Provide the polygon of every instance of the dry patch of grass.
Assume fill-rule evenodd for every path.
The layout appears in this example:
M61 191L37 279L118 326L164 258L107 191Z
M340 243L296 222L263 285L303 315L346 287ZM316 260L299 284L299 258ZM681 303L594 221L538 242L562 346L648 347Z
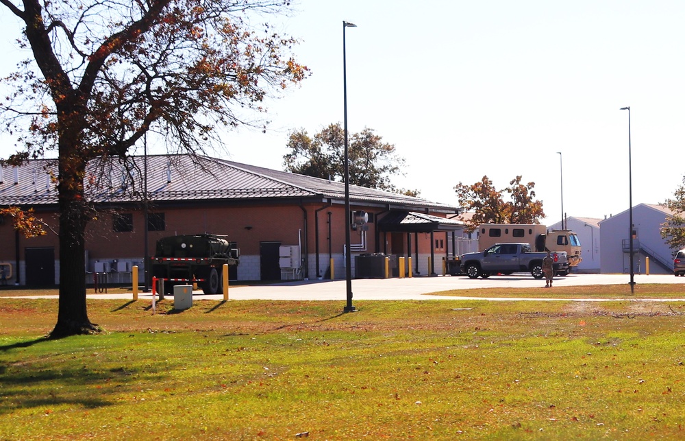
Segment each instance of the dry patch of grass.
M678 439L685 302L0 300L1 439Z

——————————

**SET TASK:**
Can you swap "dry patch of grass" for "bare patch of soil" throughout the rows above, keeping every other word the same and leaving out the pictures?

**WORKED ANSWER:**
Provide the polygon of every instance of the bare patch of soil.
Assume fill-rule evenodd for every path.
The layout appears in this example:
M61 191L37 279L118 326L164 258L107 191Z
M340 243L296 222L263 285L303 315L346 287ZM316 260L299 284L299 258ZM681 303L594 221L538 242L562 346L648 347Z
Segment each instance of the bare patch of soil.
M678 439L685 302L0 300L1 439Z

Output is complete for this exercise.